**DOCUMENT SECTION**:
----------
Walking 15-16 km in the heat was Ok but I was still kicking myself for not having my helmet with me so I could bike the trail. For the next trail close to Geraldine (starting with Hangmans Row) on the extended G.M.T.B. trail I was geared up correctly. Nice eh?

Ready for action!

I looked for somewhere to stay in Geraldine but most places were quite expensive so I decided that the airbnb place in Methven at 250 SEK/night would be ideal. It was a drive of about 40 minutes from where I was staying so no big hassle. The place I stayed at in Methven was great. The family I stayed with were really hospitable and a cooked breakfast in the mornings was the dot over the “i”!

I stopped in Mayfield to put petrol in the car and just had to take a photo of the local “antique” shop. It was an unbelievable sight.

Mayfield antiques.

Once at the Orari River Bridge, I pulled the bike out of the car boot and set off. Again the majority of the containers were micros. In this case the CO had taken two PET bottle necks and caps and glued them together. The solution was not ideal and a fair number of logbooks were wet on a scale from damp to mush. I logged the condition of the logbook on each cache so that the CO could do some maintenance where needed. My favourite cache along the trail was a “Small” and the clue “91” had me wondering until I found the cache location then it became obvious.

The cache is there somewhere.

Now I know what the hint “91” meant.

Before I set off I had looked at Google Maps, thinking that I could start at the top of the trail and bike south. It wasn’t quite the case. Despite Google wanting me to believe it there is no bridge across the Orari River at Orari Gorge.

Orari Gorge according to Google.

Orari Gorge according ESRI..

Orari Gorge in real life.

After doing the northern end of the trail I visited Geraldine for some food and some Ingressing before returning to Methven via Hinds, Tinwall and Ashburton where I also had Ingress on the agenda. Why no geocaching you may ask? Well, I have found most of the caches of interest in those places. Today, as everywhere, the caches are mostly micros in boring places. I had intended to do the geotrail in Ashburton but decided against it. The only cache I stopped for was at the 44 degrees South sign.

44 degrees South at Hinds.

I had a pleasant evening in Methven and on Sunday (21/1) I started off my geocaching day with Buildings of The Past#9 The Pipe Shed. There is an interesting story attached to this cache that made it worthwhile hunting for it.
----------
**PROVIDED INFORMATION**:

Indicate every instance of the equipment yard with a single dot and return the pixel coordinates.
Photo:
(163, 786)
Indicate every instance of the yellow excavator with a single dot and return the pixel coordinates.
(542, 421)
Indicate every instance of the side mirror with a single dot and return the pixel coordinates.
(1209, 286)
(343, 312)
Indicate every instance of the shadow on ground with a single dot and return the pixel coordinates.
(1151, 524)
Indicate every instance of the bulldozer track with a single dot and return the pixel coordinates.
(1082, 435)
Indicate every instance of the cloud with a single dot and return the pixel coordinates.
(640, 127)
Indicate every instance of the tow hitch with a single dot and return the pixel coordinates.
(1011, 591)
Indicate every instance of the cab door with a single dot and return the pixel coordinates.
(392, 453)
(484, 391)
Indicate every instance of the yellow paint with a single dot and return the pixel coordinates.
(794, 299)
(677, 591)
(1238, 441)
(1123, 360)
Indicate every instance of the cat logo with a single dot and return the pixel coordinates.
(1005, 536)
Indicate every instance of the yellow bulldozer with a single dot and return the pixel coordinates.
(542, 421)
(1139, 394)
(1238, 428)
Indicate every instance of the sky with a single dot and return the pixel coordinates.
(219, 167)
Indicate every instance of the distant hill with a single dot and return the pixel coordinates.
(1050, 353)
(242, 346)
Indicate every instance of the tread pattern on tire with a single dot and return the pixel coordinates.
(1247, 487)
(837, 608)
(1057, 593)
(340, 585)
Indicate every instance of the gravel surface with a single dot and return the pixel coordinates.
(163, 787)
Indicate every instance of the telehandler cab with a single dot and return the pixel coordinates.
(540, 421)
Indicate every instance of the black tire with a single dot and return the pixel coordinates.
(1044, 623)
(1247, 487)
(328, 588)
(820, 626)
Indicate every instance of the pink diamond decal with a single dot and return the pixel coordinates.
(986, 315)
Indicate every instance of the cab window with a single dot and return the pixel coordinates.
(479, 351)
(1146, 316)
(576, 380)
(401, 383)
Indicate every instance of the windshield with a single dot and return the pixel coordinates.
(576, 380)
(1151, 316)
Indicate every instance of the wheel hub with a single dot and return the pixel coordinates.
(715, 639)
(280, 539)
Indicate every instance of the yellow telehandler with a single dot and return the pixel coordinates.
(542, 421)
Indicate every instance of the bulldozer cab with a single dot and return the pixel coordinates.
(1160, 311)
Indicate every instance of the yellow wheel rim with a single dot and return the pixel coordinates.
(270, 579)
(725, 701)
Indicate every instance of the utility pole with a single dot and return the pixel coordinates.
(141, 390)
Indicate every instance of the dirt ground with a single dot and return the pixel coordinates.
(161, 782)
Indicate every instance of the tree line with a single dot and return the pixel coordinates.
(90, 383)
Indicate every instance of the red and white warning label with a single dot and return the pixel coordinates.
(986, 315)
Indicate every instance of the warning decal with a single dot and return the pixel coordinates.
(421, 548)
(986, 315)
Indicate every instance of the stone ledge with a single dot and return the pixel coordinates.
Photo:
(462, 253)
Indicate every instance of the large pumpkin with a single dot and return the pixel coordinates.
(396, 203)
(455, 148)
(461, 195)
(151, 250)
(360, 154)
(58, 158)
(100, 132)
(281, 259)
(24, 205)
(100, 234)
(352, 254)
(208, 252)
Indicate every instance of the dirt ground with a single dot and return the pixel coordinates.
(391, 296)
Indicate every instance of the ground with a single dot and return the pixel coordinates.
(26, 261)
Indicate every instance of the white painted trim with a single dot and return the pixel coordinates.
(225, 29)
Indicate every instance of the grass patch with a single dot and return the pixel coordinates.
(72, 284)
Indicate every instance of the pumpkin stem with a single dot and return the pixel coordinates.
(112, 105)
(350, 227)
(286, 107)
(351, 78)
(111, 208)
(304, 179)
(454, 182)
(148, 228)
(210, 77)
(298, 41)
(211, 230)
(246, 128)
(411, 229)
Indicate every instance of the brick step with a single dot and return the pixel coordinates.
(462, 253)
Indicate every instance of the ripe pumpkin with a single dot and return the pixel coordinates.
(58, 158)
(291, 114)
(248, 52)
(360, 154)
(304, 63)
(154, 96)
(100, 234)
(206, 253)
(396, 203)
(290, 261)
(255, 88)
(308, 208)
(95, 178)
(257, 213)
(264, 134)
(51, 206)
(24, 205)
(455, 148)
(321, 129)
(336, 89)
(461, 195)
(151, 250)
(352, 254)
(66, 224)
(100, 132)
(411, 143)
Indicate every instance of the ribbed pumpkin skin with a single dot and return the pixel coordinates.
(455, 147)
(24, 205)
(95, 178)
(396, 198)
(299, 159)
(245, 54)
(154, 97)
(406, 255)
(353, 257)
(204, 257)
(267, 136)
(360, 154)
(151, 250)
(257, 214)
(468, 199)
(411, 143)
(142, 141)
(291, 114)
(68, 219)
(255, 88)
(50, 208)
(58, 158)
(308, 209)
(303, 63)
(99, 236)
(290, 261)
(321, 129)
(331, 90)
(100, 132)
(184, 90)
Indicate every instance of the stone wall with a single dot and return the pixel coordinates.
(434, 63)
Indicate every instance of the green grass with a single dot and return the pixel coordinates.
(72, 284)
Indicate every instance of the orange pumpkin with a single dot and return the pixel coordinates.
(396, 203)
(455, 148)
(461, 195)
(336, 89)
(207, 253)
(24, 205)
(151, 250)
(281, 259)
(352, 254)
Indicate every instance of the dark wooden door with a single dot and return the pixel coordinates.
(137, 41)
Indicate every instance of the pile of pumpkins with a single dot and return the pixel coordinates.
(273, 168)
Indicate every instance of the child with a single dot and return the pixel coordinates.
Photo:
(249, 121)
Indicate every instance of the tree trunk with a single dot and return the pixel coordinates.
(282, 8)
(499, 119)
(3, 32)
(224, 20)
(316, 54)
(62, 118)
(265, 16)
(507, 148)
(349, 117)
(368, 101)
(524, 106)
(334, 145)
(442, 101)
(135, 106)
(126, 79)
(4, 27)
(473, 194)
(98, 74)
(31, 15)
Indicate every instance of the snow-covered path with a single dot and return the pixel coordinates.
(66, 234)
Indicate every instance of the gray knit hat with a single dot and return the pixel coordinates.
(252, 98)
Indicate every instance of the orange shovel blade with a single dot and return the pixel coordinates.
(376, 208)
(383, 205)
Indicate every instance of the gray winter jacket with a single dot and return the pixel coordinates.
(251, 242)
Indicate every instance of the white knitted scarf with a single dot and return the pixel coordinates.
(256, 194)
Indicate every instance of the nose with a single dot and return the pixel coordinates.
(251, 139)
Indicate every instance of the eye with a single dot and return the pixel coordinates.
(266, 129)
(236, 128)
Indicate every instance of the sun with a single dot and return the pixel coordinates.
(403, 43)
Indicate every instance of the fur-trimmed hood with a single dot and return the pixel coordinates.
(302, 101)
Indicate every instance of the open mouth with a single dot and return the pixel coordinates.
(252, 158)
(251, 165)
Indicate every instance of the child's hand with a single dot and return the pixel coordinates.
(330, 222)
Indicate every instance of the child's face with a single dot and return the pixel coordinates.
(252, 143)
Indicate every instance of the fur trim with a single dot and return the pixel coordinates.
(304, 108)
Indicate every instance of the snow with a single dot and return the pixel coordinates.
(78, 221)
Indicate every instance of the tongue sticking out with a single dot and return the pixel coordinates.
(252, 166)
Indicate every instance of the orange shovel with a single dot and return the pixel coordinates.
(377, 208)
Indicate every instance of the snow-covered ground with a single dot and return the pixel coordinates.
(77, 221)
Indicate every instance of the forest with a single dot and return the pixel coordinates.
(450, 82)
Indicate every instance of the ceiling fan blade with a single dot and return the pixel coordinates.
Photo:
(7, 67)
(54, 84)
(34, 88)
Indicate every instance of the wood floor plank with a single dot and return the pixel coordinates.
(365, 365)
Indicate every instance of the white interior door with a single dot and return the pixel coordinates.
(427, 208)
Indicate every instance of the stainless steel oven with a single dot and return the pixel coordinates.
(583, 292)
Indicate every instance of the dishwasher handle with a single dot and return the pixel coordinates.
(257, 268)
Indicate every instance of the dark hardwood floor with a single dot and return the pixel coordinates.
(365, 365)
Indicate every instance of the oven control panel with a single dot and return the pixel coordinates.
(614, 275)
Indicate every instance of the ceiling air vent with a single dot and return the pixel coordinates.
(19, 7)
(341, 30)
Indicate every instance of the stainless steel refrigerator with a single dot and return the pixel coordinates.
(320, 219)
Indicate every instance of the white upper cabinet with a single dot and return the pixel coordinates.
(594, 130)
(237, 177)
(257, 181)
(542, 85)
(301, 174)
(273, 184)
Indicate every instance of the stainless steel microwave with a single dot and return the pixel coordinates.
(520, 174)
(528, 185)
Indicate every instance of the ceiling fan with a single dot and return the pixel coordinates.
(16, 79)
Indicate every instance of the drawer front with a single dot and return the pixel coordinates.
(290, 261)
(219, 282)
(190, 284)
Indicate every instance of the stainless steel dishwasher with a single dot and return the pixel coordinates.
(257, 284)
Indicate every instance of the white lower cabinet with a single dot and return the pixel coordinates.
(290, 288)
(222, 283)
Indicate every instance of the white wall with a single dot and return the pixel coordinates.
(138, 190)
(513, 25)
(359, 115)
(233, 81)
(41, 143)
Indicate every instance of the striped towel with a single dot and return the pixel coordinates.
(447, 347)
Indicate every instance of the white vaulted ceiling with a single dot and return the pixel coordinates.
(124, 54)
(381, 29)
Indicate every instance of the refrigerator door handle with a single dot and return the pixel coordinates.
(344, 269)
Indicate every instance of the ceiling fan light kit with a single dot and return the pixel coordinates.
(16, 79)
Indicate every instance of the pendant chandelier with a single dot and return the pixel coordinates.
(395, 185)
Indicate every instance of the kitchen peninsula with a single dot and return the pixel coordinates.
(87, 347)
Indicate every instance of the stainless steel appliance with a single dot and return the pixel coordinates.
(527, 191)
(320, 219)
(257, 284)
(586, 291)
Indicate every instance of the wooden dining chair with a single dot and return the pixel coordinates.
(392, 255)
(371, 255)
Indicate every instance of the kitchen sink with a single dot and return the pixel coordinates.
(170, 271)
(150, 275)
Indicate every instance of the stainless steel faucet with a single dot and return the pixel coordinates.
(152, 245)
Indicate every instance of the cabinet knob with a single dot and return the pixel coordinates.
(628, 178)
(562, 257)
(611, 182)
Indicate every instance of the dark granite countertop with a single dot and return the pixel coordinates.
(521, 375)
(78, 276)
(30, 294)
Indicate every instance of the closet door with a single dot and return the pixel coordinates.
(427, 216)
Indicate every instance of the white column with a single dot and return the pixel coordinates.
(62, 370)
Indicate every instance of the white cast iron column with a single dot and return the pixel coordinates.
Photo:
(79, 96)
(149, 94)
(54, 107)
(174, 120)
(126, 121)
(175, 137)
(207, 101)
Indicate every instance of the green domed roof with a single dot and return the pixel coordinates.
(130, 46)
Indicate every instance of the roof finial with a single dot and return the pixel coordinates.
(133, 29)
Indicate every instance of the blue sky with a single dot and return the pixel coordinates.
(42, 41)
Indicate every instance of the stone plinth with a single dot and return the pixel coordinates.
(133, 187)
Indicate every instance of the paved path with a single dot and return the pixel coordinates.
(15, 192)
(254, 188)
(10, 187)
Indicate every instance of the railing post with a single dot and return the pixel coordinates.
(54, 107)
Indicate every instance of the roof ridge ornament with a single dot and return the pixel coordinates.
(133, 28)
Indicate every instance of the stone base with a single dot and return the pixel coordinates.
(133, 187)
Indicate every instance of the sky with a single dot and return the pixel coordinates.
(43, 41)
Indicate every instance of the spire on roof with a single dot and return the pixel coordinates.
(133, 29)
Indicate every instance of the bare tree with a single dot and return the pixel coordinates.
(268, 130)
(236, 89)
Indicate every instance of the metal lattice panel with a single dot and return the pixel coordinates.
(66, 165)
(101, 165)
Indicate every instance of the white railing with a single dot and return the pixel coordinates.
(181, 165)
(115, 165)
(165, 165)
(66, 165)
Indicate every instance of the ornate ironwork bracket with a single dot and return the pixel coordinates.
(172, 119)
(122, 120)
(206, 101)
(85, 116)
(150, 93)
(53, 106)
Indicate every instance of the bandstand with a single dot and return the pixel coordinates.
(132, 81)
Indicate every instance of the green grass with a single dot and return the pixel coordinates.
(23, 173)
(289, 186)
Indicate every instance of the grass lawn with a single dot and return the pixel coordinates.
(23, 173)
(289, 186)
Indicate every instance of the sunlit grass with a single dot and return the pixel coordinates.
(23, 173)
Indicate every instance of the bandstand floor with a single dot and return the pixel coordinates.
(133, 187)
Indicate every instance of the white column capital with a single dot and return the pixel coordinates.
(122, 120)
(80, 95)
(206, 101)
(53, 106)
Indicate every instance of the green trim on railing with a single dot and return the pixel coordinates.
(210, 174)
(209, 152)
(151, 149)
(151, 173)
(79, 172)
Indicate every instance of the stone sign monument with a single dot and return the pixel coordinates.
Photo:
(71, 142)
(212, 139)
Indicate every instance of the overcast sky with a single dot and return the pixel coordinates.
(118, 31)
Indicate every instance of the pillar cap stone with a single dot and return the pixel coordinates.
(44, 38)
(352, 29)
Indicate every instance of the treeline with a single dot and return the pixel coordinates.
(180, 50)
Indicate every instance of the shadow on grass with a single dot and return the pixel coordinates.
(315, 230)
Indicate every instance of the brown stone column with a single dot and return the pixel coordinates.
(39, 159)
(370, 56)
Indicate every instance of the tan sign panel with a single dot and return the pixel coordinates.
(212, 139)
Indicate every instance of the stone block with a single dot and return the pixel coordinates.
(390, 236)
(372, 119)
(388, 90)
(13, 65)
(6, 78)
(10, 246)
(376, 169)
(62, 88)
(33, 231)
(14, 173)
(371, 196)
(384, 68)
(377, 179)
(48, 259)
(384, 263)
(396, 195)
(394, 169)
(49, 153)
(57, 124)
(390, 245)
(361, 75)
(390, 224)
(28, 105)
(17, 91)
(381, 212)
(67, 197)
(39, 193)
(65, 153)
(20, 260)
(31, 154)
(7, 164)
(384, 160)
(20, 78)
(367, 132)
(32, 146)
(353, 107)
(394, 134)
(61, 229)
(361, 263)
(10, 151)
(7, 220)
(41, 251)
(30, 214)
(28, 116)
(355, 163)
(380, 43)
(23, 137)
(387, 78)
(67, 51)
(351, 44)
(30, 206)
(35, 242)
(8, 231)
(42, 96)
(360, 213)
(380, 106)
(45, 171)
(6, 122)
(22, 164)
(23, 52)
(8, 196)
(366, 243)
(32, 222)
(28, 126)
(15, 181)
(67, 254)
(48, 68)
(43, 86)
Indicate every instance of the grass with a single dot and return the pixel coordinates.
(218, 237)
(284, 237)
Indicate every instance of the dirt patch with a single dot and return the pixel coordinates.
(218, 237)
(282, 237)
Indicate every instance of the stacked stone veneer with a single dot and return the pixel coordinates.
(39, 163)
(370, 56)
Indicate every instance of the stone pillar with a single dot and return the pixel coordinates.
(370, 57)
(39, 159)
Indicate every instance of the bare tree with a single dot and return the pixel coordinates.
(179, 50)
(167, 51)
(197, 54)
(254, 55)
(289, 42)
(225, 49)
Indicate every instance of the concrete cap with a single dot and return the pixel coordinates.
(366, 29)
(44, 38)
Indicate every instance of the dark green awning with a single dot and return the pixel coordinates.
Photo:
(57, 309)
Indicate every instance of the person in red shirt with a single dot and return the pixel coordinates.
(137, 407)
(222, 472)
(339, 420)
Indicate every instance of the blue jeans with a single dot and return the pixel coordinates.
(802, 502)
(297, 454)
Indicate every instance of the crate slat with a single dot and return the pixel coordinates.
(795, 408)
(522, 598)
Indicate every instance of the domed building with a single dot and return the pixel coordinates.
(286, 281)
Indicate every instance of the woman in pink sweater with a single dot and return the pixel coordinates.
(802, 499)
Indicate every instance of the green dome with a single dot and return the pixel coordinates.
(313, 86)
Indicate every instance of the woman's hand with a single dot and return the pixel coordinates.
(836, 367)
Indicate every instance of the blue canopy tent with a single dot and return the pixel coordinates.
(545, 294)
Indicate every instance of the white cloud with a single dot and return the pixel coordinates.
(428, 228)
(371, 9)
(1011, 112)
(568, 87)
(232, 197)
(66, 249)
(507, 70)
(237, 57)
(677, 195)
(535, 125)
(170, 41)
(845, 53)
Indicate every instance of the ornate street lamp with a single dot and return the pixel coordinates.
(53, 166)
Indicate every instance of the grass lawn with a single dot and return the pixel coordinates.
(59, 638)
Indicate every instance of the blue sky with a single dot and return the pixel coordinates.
----------
**INSTRUCTIONS TO FOLLOW**: Render this sentence from the geocaching trip account in Spanish: "Despite Google wanting me to believe it there is no bridge across the Orari River at Orari Gorge."

**REPLY**: Aunque Google quiera hacérmelo creer, no hay ningún puente sobre el río Orari en Orari Gorge.